Fragmento del documento »
== == ==
Una República vibrante

Eduardo Barajas Sandoval
09 de octubre de 2018 - 05:00 a. m.

Los beneficios del modelo republicano requieren, para ser efectivos, de un compromiso que exceda el círculo de los políticos y de los funcionarios. También debe ir más allá de la simple aceptación por parte de la sociedad. Una verdadera condición republicana queda consolidada solamente cuando la vivencia de sus principios anida y se expresa en la cotidianidad. Esto es cuando tiene raíces y también manifestaciones de vigencia en las relaciones sociales, el diálogo político, el ejercicio cabal de la autoridad del Estado y el respeto y acatamiento que los gobernantes sean capaces de obtener.

El elemento más valioso del patrimonio político de Francia es la vigencia consolidada de un compromiso integral con la República. Allí, el espíritu republicano se manifiesta en todas las instancias de la vida nacional. Es el mismo espíritu de la revolución que acabó con el absolutismo de la monarquía. Es una causa vigente, que se manifiesta tanto en los actos de gobierno como en las relaciones personales de respeto, aún dentro de las diferencias que se ufanan en sostener, y en la convergencia en torno a valores que siguen siendo los que corresponden al lema de la República: libertad, igualdad, fraternidad.

Lo anterior no significa que el camino haya sido plano desde siempre. Dentro del mismo modelo se han presentado mutaciones grandes y pequeñas. Las grandes han conducido a la secuencia de modificaciones institucionales que llegaron a producir hasta ahora cinco versiones de institucionalidad republicana. Las pequeñas han producido modificaciones en la trayectoria de los partidos, que corresponden a aspiraciones sociales derivadas de cambios económicos o de diferentes creencias en el concepto del bien colectivo.
== == ==
Registros de datos »
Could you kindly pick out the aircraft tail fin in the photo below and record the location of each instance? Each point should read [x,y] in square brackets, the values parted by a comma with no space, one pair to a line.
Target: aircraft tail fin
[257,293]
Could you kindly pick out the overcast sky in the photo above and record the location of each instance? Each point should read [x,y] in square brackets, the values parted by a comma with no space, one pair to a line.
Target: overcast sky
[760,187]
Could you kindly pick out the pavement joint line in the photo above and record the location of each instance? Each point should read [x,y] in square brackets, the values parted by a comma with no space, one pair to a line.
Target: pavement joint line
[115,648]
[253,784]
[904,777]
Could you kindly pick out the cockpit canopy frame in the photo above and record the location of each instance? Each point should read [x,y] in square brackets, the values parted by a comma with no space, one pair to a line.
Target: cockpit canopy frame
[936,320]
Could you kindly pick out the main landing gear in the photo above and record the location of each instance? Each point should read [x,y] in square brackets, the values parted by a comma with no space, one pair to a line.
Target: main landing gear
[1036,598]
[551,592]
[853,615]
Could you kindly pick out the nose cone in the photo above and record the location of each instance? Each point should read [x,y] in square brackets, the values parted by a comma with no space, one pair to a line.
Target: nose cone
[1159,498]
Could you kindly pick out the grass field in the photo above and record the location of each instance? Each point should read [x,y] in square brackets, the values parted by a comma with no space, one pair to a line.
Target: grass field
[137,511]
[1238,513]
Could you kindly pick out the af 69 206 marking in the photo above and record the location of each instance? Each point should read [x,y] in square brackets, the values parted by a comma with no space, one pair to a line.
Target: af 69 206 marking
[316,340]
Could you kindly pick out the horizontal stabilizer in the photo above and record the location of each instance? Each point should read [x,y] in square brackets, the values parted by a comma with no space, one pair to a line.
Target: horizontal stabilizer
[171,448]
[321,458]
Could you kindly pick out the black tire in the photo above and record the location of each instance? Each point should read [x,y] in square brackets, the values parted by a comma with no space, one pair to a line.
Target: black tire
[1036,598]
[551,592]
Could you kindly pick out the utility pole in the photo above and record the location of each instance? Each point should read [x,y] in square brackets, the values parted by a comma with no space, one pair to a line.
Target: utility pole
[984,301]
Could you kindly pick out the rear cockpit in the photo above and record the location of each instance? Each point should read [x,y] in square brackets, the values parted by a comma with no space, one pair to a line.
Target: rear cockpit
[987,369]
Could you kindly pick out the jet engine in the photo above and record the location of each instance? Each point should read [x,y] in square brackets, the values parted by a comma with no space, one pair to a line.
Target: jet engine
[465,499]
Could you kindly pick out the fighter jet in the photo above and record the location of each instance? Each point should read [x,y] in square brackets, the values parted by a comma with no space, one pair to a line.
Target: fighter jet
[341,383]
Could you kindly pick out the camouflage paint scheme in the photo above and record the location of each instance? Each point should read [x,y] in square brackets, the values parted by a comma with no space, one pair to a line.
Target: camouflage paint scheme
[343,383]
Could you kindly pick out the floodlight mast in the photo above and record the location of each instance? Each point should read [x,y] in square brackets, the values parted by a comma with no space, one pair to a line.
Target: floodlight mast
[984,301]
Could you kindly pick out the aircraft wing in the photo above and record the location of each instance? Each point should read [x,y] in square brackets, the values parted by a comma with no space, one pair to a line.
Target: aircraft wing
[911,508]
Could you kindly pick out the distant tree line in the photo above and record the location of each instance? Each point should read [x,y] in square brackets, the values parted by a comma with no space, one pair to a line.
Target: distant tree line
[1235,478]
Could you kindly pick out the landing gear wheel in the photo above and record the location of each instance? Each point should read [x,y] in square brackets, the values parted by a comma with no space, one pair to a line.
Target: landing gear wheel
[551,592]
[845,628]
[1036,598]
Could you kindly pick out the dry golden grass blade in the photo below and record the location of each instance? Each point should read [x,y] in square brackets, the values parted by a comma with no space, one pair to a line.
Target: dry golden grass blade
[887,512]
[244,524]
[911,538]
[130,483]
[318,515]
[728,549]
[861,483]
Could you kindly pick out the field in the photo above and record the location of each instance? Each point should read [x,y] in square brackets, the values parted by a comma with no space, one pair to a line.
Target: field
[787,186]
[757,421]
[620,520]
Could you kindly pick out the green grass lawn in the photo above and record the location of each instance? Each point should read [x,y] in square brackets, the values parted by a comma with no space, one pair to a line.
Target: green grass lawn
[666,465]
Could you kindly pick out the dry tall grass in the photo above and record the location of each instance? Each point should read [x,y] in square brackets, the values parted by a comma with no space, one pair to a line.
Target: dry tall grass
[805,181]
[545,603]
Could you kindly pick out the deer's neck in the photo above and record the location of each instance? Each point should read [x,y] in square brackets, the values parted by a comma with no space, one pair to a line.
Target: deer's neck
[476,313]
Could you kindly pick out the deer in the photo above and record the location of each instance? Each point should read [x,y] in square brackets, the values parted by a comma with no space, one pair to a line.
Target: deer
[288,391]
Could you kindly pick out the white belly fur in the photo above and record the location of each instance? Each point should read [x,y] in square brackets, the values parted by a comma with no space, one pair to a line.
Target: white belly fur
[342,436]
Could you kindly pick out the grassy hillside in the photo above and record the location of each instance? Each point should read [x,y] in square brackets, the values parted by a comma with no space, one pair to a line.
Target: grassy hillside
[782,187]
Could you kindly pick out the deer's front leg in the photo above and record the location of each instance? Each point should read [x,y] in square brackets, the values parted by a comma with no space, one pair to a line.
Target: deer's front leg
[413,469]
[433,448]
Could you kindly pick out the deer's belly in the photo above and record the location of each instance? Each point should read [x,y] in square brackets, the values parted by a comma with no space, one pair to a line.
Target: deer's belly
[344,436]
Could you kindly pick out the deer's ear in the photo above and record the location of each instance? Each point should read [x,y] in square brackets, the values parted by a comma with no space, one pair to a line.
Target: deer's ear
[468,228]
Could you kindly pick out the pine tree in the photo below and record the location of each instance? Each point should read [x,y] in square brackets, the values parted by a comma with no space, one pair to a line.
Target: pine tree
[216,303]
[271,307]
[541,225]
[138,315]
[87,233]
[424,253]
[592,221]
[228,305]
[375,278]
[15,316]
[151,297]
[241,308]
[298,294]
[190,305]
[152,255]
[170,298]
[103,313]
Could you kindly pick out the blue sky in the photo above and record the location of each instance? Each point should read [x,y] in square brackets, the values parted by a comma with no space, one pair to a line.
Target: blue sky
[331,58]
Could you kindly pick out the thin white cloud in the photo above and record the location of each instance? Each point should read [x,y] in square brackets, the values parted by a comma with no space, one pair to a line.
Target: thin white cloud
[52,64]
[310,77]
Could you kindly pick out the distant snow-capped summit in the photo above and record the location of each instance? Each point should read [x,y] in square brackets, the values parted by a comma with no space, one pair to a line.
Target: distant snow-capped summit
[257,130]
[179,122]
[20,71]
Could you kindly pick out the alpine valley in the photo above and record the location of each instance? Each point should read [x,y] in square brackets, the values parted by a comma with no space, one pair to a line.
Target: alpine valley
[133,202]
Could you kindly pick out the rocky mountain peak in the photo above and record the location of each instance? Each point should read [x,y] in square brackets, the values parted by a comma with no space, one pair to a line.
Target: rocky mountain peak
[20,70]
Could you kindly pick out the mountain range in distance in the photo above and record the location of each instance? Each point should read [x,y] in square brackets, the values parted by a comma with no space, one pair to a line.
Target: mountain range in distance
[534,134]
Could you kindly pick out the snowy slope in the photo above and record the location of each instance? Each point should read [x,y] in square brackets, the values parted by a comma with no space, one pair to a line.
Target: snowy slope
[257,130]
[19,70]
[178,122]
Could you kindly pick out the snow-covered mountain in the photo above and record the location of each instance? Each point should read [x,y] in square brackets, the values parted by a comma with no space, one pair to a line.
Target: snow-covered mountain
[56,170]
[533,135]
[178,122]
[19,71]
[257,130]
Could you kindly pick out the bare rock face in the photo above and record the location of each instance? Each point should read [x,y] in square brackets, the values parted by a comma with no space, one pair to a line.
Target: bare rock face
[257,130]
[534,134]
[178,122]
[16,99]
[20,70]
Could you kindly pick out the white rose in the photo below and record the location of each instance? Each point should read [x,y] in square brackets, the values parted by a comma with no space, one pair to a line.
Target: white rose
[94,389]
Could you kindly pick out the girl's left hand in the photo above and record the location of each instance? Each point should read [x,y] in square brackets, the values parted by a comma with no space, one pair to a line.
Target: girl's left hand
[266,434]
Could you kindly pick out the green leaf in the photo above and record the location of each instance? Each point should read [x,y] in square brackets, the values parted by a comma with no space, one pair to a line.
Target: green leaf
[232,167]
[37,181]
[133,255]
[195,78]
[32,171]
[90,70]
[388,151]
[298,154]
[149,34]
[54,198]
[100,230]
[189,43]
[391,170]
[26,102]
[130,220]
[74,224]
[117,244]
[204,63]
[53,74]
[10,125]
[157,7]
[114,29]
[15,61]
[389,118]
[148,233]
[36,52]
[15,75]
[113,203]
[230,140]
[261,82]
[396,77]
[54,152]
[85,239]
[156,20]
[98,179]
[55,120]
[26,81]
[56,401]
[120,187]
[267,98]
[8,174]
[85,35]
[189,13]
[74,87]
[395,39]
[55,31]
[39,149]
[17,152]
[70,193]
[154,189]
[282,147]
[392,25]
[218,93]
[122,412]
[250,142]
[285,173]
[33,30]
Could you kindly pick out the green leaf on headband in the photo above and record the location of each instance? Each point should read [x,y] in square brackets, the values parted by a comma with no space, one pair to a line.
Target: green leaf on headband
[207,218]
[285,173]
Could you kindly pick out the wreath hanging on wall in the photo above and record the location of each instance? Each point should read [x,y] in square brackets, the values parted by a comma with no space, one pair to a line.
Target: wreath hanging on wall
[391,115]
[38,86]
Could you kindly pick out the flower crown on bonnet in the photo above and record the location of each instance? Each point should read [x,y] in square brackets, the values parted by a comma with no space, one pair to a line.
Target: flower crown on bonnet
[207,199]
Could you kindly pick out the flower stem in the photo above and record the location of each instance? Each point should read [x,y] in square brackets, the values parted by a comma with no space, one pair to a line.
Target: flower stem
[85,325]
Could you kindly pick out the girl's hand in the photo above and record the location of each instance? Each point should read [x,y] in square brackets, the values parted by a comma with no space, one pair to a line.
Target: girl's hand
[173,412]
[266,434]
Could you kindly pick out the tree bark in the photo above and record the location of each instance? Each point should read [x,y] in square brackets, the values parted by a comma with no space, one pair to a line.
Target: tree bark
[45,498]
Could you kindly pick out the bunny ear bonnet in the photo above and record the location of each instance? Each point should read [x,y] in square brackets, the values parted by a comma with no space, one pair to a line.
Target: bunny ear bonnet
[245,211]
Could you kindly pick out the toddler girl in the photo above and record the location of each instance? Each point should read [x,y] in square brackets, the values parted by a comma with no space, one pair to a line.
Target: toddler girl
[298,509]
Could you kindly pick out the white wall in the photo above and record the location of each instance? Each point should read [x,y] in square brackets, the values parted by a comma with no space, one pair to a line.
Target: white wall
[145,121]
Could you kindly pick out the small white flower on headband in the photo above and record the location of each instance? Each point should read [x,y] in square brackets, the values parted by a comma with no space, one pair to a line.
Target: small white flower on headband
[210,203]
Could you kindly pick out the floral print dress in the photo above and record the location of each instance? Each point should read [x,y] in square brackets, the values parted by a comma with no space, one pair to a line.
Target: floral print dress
== == ==
Objetivo de la tarea » Según el texto sobre el modelo republicano, ¿cuáles son los valores que forman el lema de la República francesa?

Solución de la tarea » Libertad, igualdad, fraternidad.